Page excerpt:
──────

Earn $10 when you view your rate on a personal loan *
Bonus deposited into a SoFi Money® account. See terms.

How to Open a Brokerage Account

By Austin Kilham · May 24, 2021 · 4 minute read

We’re here to help! First and foremost, SoFi Learn strives to be a beneficial resource to you as you navigate your financial journey. Read more We develop content that covers a variety of financial topics. Sometimes, that content may include information about products, features, or services that SoFi does not provide. We aim to break down complicated concepts, loop you in on the latest trends, and keep you up-to-date on the stuff you can use to help get your money right. Read less

How to Open a Brokerage Account

Most investors use brokerage accounts to buy and sell stocks, bonds, mutual funds, exchange-traded funds (ETFs), and other investments.

When you open a brokerage account with a brokerage firm, you transfer money into the account that you can use to start investing. While some brokerage accounts may set an account minimum, there is typically no limit to how much you can deposit or when you can withdraw your money.

Here’s a look at common questions and concerns regarding how to open a brokerage account and the factors to consider to choose the right account for you.

How Do I Open a Brokerage Account?

There are a few simple steps to opening a brokerage account. We’ll dive deep into each one below.

1.   Choose a brokerage provider.

2.   Sign up for an account.

3.   Transfer money.

4.   Start trading.

Step 1: Choose a Brokerage Provider

There are several kinds of brokerage accounts, and the type you choose will depend on what you’re trying to accomplish.

•  Full-service brokerage firms not only allow clients to trade securities, they may also offer financial consulting and other services—though the price may be steep, compared to the other options here.

•  Discount brokerage firms typically charge lower fees than full-service, but as a result clients don’t have access to additional financial consulting or planning services.

──────

Problems to solve:
1 - In the brokerage account article, what is the third step for opening a brokerage account?
2 - Carry the brokerage account article forward, starting right after its last sentence about discount brokerage firms.

Data:
──────

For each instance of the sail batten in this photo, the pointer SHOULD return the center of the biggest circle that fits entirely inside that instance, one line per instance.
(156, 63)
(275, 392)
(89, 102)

──────

Task-by-task results:
1 - Transfer money.

2 -
•  Online brokerage firms are typically online-only, allowing clients to sign up, transfer money, and make trades through their website. These firms typically offer the lowest fees.

The accounts above are known as cash accounts: You must buy securities with funds you put in your account ahead of time. You may also encounter other more complicated types of brokerage accounts known as margin accounts, which allow you to borrow money from your brokerage to make investments, using your case account as collateral. These accounts tend to be for sophisticated investors willing to shoulder the risk that investments bought with borrowed funds will lose value.

Before working with an individual investment advisor or a firm, it can be a good idea to run a check on their background. The Financial Industry Regulatory Authority (FINRA) offers online broker checks where you can enter a broker’s name, or the name of a firm, to learn whether a broker is registered to sell securities, offer investment advice, or both. And you can learn about a broker’s employment history, regulatory actions, and whether there are past or current arbitrations and complaints.

Step 2: Sign Up for a Brokerage Account

Most brokers of all kinds allow you to open and access your brokerage account online. When you open the account, you will likely be asked to provide your Social Security number or taxpayer identification number, your address, date of birth, driver’s license or passport information, employment status, annual income and net worth. You may also be asked about your investment goals and risk tolerance.

For the most part, they should not charge you a fee for opening an account. While some may require account minimums, others allow you to open an account with no minimum deposit.

There is no limit on the number of brokerage accounts you can open, and you may be able to hold multiple accounts with multiple brokerage firms.

Step 3: Transfer Money

You will need to fund your new brokerage account before you can purchase any securities. You can deposit money in a brokerage account like you would in a traditional bank account.

Step 4: Start Trading

Many brokerage firms will offer a way for you to earn interest on uninvested funds so that your money continues to work for you even when not invested in the market.

How Do Brokerage Accounts Work?

The brokerage firm with which you hold your account maintains the account and acts as the custodian for the assets you hold. In other words, they safeguard your assets from being lost or stolen.

However, you own the investments in the account and can buy and sell them as you wish. The brokerage firm acts as a middleman between you and the markets, matching you with buyers and sellers, and executing trades based on your instructions.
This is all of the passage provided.